Copy every line from the records that holds the word "with".

(Point localization data)

⁂

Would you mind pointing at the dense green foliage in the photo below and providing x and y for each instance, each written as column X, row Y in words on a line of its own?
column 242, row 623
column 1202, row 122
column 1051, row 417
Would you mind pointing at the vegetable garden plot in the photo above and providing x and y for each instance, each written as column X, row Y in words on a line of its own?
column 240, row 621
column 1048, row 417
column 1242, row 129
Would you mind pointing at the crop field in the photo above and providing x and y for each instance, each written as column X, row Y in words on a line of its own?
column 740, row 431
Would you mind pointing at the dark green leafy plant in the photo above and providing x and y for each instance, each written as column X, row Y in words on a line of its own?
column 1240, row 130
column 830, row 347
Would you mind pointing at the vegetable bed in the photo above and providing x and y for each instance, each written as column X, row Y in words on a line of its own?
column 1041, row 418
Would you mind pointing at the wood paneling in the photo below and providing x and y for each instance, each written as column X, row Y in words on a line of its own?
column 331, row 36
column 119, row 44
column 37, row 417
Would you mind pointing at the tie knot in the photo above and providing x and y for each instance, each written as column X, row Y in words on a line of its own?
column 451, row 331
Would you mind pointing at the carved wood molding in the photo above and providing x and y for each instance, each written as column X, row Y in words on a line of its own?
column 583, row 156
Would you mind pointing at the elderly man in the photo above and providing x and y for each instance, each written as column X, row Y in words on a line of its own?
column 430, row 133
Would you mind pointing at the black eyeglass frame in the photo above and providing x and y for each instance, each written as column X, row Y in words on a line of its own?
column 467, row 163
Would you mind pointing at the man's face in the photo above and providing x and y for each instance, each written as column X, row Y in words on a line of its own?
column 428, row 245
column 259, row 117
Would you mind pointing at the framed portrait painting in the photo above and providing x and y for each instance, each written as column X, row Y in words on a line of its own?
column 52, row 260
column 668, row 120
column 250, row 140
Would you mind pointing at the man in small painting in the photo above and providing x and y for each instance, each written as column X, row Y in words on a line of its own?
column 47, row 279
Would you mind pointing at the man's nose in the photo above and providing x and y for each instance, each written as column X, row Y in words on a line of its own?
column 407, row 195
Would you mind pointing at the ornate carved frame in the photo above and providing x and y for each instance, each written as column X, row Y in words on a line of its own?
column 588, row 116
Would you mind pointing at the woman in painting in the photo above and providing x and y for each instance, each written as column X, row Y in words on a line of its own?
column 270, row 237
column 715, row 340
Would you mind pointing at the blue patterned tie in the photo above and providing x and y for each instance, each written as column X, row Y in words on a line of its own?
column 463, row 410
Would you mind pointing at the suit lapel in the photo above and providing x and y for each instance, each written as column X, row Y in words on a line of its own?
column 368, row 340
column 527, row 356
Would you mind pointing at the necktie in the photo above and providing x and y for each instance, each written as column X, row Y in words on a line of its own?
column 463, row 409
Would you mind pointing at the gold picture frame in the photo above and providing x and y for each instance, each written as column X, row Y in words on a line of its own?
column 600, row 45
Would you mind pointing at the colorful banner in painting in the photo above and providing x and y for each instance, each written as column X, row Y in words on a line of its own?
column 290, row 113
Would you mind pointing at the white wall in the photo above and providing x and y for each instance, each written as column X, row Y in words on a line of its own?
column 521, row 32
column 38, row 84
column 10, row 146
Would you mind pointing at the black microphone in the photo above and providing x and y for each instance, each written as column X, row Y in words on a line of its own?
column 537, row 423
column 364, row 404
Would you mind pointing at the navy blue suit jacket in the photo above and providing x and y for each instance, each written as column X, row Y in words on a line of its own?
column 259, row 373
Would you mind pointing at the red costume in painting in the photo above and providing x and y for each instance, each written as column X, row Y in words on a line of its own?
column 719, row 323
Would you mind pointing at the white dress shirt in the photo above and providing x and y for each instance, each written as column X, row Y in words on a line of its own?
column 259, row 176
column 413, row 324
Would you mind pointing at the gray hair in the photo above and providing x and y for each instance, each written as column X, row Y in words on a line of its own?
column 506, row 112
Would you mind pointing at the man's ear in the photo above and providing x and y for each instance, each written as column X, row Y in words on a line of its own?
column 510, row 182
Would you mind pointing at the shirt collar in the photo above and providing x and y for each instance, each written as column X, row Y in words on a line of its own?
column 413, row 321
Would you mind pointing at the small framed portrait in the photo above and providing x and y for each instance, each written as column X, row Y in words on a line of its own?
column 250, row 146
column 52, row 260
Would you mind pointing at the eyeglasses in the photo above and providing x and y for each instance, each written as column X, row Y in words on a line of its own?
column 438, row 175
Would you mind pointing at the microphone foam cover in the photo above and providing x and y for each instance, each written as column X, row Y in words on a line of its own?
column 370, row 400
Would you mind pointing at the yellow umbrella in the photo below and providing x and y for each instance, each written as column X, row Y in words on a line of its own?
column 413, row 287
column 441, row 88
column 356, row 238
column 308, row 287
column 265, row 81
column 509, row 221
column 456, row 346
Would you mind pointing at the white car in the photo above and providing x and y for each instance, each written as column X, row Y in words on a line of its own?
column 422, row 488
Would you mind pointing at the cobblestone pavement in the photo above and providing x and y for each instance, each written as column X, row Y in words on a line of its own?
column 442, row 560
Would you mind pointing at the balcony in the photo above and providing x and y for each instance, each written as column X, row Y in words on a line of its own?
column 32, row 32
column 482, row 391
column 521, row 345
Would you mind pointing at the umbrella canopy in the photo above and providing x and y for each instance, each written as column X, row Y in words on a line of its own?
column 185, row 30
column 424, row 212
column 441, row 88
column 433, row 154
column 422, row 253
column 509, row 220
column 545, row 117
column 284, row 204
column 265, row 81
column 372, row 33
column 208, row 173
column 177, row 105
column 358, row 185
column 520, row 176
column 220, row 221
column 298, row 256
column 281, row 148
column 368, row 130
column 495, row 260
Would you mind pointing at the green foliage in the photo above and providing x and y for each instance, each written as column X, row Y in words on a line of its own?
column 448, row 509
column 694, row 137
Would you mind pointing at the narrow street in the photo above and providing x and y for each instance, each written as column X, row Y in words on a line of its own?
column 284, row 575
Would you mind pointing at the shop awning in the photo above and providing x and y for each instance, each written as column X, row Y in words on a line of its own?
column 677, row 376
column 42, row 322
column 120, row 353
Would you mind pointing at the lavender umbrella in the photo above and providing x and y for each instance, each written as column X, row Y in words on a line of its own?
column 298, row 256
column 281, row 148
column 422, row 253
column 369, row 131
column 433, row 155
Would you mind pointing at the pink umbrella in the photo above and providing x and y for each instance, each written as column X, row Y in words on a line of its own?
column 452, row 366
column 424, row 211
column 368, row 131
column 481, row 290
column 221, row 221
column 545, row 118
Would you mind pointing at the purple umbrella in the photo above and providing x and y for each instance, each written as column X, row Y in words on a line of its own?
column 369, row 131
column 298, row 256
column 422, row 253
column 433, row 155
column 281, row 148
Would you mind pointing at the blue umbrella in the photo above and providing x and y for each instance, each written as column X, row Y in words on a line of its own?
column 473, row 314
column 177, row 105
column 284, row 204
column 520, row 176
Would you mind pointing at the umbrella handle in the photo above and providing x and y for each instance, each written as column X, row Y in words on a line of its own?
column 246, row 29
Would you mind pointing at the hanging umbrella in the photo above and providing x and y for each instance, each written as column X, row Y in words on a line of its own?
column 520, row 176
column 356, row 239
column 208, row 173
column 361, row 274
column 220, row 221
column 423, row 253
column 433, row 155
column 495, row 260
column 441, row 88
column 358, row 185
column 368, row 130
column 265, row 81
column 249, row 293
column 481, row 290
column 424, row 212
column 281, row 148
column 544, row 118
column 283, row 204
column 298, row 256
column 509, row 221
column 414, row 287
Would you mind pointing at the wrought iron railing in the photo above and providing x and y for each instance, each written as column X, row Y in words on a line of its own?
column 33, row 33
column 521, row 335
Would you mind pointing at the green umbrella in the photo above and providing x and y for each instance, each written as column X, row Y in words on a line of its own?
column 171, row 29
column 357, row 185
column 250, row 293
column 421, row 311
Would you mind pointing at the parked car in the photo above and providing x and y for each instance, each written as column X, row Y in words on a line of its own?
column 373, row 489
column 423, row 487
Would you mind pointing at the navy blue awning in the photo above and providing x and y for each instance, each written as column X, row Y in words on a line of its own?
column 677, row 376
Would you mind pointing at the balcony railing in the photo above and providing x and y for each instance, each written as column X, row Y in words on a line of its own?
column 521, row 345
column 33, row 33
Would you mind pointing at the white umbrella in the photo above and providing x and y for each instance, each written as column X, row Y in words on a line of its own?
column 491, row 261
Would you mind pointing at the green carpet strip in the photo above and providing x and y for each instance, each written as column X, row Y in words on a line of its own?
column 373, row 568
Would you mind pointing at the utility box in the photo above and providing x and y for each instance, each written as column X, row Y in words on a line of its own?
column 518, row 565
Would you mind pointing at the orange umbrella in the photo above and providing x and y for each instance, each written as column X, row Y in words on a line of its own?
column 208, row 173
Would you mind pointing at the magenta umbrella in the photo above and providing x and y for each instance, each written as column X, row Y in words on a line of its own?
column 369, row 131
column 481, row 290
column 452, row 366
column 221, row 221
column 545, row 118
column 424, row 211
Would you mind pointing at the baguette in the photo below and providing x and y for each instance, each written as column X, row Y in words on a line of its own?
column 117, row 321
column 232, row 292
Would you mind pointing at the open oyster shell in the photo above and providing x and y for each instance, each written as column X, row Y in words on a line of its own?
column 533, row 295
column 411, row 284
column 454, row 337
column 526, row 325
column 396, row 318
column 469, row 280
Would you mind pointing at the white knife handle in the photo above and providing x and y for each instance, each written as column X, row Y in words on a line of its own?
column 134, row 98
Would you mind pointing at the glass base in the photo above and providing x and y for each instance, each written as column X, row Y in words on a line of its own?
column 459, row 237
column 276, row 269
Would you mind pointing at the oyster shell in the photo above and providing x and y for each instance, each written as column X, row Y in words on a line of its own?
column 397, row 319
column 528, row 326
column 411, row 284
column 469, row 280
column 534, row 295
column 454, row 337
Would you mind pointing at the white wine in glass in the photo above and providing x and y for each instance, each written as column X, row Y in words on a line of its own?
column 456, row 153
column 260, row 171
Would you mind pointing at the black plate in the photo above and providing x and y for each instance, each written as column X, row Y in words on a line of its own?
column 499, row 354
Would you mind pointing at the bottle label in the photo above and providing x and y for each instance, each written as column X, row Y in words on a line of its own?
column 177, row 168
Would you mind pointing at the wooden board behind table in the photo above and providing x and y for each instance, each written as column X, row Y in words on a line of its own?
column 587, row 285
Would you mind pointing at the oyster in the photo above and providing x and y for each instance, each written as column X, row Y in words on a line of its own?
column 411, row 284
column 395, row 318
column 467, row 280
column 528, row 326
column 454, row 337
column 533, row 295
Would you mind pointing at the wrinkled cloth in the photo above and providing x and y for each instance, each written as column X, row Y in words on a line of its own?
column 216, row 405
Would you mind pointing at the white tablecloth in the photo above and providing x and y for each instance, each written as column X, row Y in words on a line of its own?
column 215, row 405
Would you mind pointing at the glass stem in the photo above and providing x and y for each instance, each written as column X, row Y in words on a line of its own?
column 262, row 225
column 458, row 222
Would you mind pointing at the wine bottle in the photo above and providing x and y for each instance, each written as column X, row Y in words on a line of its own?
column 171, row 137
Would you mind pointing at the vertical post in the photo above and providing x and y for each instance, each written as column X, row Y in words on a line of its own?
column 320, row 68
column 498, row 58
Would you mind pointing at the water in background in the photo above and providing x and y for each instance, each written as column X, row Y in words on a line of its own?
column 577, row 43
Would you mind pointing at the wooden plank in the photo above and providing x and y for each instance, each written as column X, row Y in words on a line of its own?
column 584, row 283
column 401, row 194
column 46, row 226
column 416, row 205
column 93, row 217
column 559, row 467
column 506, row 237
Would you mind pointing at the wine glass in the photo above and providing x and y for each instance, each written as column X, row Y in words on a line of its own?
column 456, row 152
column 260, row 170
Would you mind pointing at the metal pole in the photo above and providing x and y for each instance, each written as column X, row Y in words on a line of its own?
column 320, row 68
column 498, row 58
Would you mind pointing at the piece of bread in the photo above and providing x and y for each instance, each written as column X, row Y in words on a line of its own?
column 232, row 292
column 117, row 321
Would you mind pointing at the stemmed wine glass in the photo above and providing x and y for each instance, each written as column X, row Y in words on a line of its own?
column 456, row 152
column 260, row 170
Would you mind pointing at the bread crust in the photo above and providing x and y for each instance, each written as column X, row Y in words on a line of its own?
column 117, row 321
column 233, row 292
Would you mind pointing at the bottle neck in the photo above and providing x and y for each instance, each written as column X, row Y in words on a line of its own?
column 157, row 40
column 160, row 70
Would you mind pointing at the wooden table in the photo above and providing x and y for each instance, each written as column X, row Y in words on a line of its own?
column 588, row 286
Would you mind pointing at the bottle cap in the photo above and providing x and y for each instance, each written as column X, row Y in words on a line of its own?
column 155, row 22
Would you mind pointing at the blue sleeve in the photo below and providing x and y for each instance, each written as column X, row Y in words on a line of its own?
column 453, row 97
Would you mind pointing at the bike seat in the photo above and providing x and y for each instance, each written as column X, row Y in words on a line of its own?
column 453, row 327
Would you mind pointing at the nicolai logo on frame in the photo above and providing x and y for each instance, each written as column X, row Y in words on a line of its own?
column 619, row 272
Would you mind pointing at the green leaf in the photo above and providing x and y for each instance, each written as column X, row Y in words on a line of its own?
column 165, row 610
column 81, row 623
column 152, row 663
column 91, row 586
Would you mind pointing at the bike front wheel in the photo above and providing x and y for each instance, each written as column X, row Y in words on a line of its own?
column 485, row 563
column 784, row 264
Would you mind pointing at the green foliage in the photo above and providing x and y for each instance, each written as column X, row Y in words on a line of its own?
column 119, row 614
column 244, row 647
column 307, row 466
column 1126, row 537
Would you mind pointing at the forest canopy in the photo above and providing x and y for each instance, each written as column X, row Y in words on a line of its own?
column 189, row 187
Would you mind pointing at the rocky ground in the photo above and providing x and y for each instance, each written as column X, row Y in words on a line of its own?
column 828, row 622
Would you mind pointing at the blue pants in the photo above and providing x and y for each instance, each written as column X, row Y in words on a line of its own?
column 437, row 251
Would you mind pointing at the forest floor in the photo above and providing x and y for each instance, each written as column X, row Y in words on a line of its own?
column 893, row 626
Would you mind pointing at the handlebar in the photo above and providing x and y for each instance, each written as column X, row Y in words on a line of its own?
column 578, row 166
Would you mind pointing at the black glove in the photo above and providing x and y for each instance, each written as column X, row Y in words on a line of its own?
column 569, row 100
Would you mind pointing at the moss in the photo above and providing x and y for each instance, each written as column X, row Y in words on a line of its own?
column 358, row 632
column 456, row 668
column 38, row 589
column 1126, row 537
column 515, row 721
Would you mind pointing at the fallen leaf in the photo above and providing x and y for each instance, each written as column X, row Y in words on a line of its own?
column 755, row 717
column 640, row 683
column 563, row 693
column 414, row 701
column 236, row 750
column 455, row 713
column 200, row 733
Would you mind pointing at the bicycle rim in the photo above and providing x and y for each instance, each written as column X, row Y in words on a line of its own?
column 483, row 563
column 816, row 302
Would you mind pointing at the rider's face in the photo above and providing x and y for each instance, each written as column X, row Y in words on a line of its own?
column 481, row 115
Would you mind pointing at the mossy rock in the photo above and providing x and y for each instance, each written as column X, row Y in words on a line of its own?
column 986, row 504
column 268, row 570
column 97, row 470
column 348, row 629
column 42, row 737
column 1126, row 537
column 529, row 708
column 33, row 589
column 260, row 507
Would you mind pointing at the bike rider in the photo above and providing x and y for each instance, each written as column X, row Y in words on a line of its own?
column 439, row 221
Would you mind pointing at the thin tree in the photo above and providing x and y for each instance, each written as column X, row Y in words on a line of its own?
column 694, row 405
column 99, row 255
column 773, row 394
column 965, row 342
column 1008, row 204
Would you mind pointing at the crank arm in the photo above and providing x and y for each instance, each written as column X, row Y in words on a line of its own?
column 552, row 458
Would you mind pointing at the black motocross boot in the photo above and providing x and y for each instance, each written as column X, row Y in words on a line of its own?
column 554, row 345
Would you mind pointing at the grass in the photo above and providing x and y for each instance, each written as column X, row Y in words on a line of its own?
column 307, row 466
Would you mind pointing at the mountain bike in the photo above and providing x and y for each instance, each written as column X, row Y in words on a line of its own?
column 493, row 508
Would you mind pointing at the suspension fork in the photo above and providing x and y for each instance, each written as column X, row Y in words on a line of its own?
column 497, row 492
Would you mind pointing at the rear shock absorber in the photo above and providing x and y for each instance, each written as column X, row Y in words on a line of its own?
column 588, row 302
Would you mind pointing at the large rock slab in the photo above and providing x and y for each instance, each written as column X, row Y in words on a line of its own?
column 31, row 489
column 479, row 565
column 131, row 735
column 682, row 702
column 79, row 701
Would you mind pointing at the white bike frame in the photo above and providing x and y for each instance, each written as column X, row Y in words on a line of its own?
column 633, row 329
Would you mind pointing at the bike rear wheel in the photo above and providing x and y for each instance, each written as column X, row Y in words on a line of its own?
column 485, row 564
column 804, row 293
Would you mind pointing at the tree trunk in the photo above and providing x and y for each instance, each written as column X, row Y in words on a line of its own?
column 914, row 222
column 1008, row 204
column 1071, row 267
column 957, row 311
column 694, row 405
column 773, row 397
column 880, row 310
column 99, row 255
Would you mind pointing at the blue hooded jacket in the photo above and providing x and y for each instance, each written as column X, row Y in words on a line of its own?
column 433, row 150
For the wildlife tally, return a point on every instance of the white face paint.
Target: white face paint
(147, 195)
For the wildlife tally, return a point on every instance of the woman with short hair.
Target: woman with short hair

⁂

→ **RESPONSE AREA**:
For the wildlife tally, return a point on every instance of the woman with short hair.
Target: woman with short hair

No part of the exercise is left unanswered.